**SOURCE**
# # #
Root finding

This section is concerned with root finding, that is finding \(x\) such that \(F(x, \theta) = 0\).

Bisection

jaxopt.Bisection(optimality_fun, lower, upper)

One-dimensional root finding using bisection.

Bisection is a suitable algorithm when \(F(x, \theta)\) is one-dimensional in \(x\).

Instantiating and running the solver

First, let us consider the case \(F(x)\), i.e., without extra argument \(\theta\). The Bisection class requires a bracketing interval \([\text{lower}, \text{upper}]\) such that \(F(\text{lower})\) and \(F(\text{upper})\) have opposite signs, meaning that a root is contained in this interval as long as \(F\) is continuous. For instance, suppose that we want to find the root of \(F(x) = x^3 - x - 2\). We have \(F(1) = -2\) and \(F(2) = 4\). Since the function is continuous, there must be a \(x\) between -2 and 4 such that \(F(x) = 0\):

from jaxopt import Bisection

def F(x):
  return x ** 3 - x - 2

bisec = Bisection(optimality_fun=F, lower=1, upper=2)
print(bisec.run().params)

Bisection successfully finds the root x = 1.521. Notice that Bisection does not require an initialization, since the bracketing interval is sufficient.

Differentiation

Now, let us consider the case \(F(x, \theta)\). For instance, suppose that F takes an additional argument factor. We can easily differentiate with respect to factor:

def F(x, factor):
  return factor * x ** 3 - x - 2

def root(factor):
  bisec = Bisection(optimality_fun=F, lower=1, upper=2)
  return bisec.run(factor=factor).params

# Derivative of root with respect to factor at 2.0.
print(jax.grad(root)(2.0))

Under the hood, we use the implicit function theorem in order to differentiate the root. See the implicit differentiation section for more details.

Scipy wrapper

jaxopt.ScipyRootFinding([method, dtype, ...])
# # #
**DATA EXCERPT**
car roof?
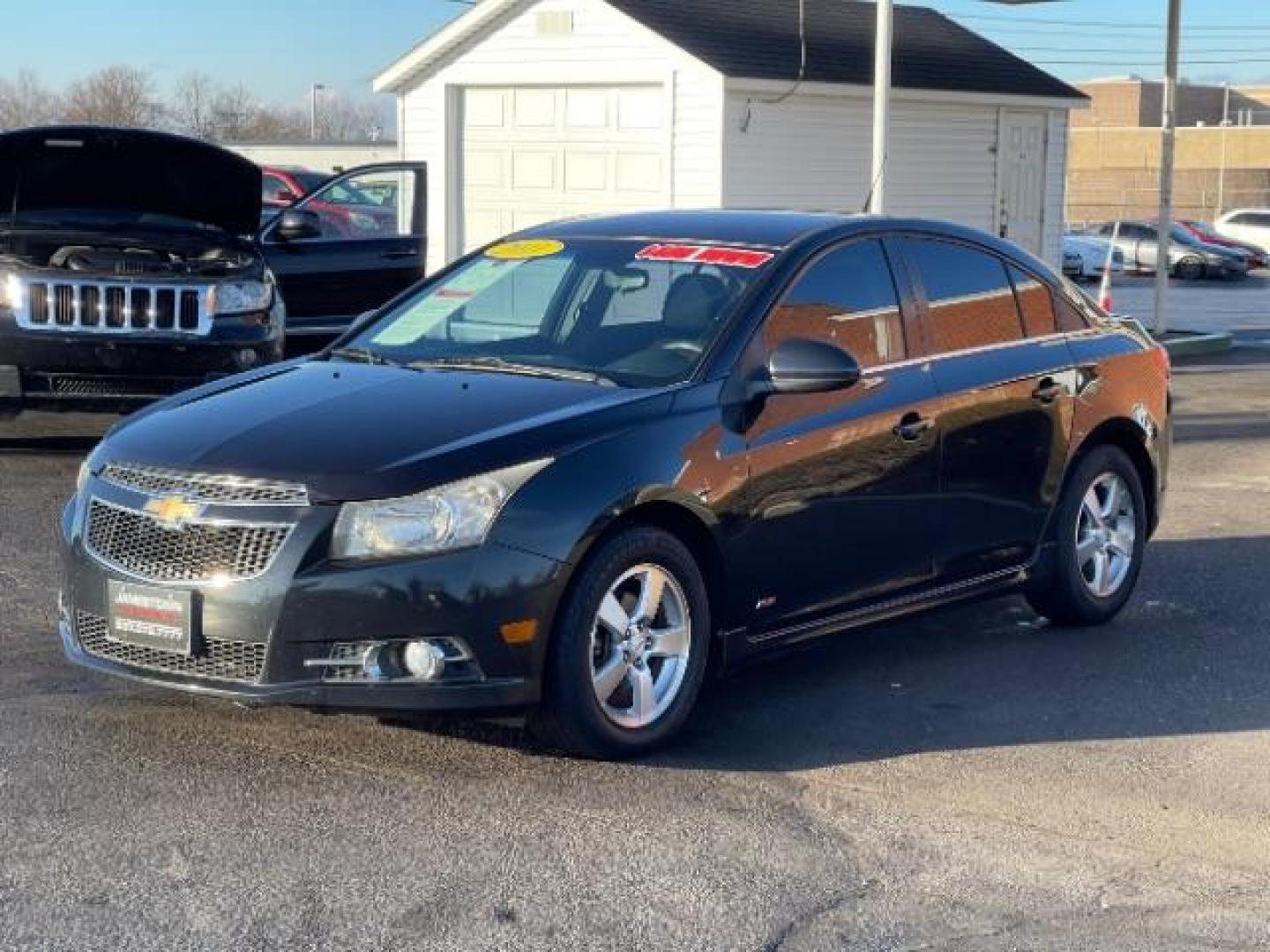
# # #
**REQUIRED ACTIONS**
1. According to the root-finding page, what is used under the hood to differentiate the root?
2. Continue the root-finding page from where it stops.

**ANSWERS FOR THE EXERCISE**
1. The implicit function theorem.

2.
scipy.optimize.root wrapper.

Broyden’s method

jaxopt.Broyden(fun[, has_aux, maxiter, tol, ...])

Limited-memory Broyden solver.

Broyden’s method is an iterative algorithm suitable for nonlinear root equations in any dimension. It is a quasi-Newton method (like L-BFGS), meaning that it uses an approximation of the Jacobian matrix at each iteration. The approximation is updated at each iteration with a rank-one update. This makes the approximation easy to invert using the Sherman-Morrison formula, provided that it does not use too many updates. One can control the number of updates with the history_size argument. Furthermore, Broyden’s method uses a line search to ensure the rank-one updates are stable.

Example:

import jax.numpy as jnp
from jaxopt import Broyden

def F(x):
  return x ** 3 - x - 2

broyden = Broyden(fun=F)
print(broyden.run(jnp.array(1.0)).params)

For implicit differentiation:

import jax
import jax.numpy as jnp
from jaxopt import Broyden

def F(x, factor):
  return factor * x ** 3 - x - 2

def root(factor):
  broyden = Broyden(fun=F)
  return broyden.run(jnp.array(1.0), factor=factor).params

# Derivative of root with respect to factor at 2.0.
print(jax.grad(root)(2.0))